(Natural-language object grounding data)
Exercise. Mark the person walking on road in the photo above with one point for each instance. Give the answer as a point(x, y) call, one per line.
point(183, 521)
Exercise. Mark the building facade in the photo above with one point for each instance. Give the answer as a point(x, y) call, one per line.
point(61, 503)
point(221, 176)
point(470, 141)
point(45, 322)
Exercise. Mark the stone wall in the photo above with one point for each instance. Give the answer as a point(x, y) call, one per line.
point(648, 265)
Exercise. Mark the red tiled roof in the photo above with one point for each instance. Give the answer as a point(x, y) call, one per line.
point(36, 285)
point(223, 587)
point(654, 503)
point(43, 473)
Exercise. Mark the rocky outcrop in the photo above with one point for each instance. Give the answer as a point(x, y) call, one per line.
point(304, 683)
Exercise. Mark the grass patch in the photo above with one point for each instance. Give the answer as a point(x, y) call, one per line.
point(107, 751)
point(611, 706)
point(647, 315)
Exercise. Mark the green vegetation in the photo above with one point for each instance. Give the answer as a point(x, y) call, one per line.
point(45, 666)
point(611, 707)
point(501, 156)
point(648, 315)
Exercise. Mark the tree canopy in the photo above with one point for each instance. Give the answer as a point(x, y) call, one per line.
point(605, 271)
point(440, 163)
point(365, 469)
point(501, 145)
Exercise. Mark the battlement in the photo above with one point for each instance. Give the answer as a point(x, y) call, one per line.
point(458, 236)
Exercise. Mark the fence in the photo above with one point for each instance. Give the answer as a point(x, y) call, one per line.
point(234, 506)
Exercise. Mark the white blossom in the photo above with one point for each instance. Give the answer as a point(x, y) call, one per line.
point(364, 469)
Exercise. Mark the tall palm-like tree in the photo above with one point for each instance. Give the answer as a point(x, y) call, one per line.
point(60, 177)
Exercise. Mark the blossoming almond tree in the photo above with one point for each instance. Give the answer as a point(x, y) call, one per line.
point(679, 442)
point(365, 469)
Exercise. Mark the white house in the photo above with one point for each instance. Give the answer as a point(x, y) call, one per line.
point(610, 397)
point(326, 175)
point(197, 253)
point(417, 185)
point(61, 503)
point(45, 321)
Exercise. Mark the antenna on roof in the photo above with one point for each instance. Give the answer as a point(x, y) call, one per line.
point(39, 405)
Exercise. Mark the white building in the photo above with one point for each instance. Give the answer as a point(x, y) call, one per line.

• _Instructions for the task_: Repeat all the records without altering a single word.

• _Response to this task_:
Exercise. Mark the person walking on road in the photo above with one point for each instance. Give the answer as a point(x, y) call, one per line.
point(183, 521)
Exercise. Mark the building facade in the photo above with one point for each instance. Give the answer as a point(x, y) call, one per line.
point(61, 503)
point(221, 176)
point(470, 141)
point(45, 322)
Exercise. Mark the stone wall in the photo above with one point for each instance. Give the answer as a point(x, y) call, one per line.
point(648, 265)
Exercise. Mark the red tiled roof in the photo above with one point for each instance. Give the answer as a point(x, y) call, one per line.
point(36, 285)
point(223, 587)
point(654, 503)
point(43, 473)
Exercise. Mark the rocky outcrop in the photo above with one point for each instance. Give the answer as a point(x, y) call, one per line.
point(304, 683)
Exercise. Mark the grass patch in the photo above with one point for each instance. Give the answer as a point(x, y) call, one per line.
point(107, 751)
point(611, 706)
point(647, 315)
Exercise. Mark the green vegetation in the photo above with one point for each instance. Give the answer as a point(x, y) call, one per line.
point(45, 666)
point(611, 707)
point(501, 156)
point(648, 315)
Exercise. Mark the tree canopy in the photo above with one point for each instance. Give the answer as a point(x, y) call, one per line.
point(605, 271)
point(440, 163)
point(365, 469)
point(501, 145)
Exercise. Mark the battlement in the photo above with one point for each instance. Give the answer as a point(x, y) call, one per line.
point(458, 236)
Exercise. Mark the fence in the photo above with one point for each instance. Give the answer as a point(x, y) call, one per line.
point(234, 506)
Exercise. Mark the white blossom in the photo above with one point for each instance. Give the answer as a point(x, y) call, one per line.
point(364, 469)
Exercise. Mark the tall palm-like tree in the photo above with one point for each instance. Give the answer as a point(x, y) call, one per line.
point(60, 177)
Exercise. Mark the blossoming almond tree in the photo above with one point for each instance. Give the answer as a point(x, y) call, one per line.
point(679, 442)
point(365, 469)
Exercise. Mark the white house in the photo above with one point for each instance. Give the answer as a point(x, y) call, one per line.
point(610, 397)
point(326, 175)
point(197, 253)
point(417, 185)
point(61, 503)
point(45, 321)
Exercise. Mark the antenna on roof in the photo above with one point for each instance. Give the answer as a point(x, y) call, one per line.
point(39, 405)
Exercise. Mark the white building in the photo above with one point for each instance. Give the answer as a point(x, y) call, one per line.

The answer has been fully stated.